• **PROBLEM**
Using the news briefs below, explain why the commercial honey industry has declined over the last 20 years, and what that decline has opened up for individual beekeepers.

The liberal group “We Are Wisconsin” filed a complaint with the state Government Accountability Board, claiming the Americans for Prosperity illegally gave away items of value in exchange for votes.
Shawano woman wins $32,500 for age bias
SHAWANO -- A 60-year-old Shawano woman has been awarded $32,500 after her ex-employer settled a federal lawsuit for age discrimination.
Sharon Passon was fired in 2010 from her job as a billing specialist at Computer Systems of Shawano, where she had worked for 38 years. The Equal Employment Opportunity Commission said the firm kept a 34-year-old employee who was less qualified than Passon.
The company was sold six months after Passon was let go, and the government said the new owner has no obligations in the case.
'Kids & Bees Expo' teaches youngsters the wonders of honey
WAUPACA -- School kids in eastern Wisconsin are learning more about the honey industry and the roles played by the state’s 500-plus bee keepers.
American Honey Princess Danielle Dale of Sparta is visiting schools in advance of a large “Kids and Bees Expo” Saturday afternoon in Waupaca.
Dale says the commercial honey industry has been in a decline over the last 20 years due to pressure from mites and colony collapses, but it has opened the door to individual beekeepers, and there are groups throughout the state to help people get started.
Today, only 1% of beekeepers are considered commercial, and many of those operations have thousands of hives.

• **EXTRACTED ENTRIES**
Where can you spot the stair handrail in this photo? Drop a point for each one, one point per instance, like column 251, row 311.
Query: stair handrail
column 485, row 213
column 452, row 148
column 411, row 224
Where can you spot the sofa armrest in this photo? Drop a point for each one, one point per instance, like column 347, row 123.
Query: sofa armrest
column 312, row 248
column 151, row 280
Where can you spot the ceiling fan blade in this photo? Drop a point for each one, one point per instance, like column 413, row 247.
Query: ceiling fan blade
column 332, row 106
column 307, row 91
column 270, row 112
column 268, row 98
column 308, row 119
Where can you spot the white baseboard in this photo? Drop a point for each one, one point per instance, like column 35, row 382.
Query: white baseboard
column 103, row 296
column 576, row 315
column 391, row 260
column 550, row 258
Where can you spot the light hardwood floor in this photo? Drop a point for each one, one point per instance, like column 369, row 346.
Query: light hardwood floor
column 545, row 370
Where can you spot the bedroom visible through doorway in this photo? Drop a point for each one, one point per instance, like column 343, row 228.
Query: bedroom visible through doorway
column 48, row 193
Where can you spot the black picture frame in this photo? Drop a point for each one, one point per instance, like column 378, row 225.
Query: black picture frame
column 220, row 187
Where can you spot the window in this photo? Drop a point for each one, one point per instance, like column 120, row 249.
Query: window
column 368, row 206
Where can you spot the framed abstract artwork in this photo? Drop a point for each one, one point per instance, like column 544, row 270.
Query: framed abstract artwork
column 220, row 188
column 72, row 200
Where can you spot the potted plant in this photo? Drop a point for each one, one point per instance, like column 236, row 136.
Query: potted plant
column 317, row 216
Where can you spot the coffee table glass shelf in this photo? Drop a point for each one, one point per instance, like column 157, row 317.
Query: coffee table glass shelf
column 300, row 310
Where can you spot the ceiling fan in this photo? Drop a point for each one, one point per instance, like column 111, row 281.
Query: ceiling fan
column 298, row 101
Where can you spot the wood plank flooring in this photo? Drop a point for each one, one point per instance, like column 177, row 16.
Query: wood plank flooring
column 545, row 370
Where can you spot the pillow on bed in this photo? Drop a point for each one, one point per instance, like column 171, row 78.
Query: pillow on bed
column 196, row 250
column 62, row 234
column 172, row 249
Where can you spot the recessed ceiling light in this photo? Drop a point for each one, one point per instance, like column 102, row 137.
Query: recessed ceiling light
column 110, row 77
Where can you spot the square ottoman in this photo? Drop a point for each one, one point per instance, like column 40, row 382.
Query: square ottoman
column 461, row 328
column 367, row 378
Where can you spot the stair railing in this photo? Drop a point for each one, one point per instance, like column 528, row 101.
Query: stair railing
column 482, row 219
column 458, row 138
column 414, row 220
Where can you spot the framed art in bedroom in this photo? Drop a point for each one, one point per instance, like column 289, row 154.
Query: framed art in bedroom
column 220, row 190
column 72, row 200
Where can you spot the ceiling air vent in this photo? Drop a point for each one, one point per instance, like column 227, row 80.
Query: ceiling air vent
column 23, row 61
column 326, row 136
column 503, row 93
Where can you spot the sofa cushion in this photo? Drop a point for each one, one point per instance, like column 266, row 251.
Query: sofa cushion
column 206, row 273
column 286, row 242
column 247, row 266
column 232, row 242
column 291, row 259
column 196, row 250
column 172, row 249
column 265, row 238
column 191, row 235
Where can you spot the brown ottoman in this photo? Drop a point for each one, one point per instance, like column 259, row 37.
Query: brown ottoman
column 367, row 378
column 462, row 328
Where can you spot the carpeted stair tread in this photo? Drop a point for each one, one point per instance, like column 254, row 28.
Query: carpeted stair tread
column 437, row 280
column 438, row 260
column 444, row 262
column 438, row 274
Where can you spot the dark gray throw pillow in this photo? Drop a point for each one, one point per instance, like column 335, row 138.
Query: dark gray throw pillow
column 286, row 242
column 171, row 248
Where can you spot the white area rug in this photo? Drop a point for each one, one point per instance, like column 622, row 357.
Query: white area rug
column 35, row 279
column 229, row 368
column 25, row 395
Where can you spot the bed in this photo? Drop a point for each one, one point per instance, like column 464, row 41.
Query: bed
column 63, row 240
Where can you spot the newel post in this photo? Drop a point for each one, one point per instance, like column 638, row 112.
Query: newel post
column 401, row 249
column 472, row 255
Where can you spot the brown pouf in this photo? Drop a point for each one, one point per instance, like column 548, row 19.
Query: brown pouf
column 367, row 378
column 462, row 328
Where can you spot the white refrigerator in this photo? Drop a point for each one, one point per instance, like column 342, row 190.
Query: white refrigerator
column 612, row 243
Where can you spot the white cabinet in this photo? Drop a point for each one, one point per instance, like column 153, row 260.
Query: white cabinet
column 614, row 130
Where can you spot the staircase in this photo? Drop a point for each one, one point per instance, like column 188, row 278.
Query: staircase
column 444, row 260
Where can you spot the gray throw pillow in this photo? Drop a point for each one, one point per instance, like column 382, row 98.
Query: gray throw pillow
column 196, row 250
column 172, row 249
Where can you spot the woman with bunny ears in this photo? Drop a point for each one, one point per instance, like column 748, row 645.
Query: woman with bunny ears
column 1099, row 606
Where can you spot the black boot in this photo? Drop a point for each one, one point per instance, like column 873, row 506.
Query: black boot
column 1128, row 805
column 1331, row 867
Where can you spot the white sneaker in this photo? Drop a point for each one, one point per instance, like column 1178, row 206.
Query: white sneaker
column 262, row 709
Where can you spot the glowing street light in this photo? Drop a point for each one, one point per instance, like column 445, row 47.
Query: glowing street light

• **COMPLETED TASK**
The commercial honey industry has declined because of pressure from mites and colony collapses. That decline has opened the door to individual beekeepers, and groups throughout the state help people get started.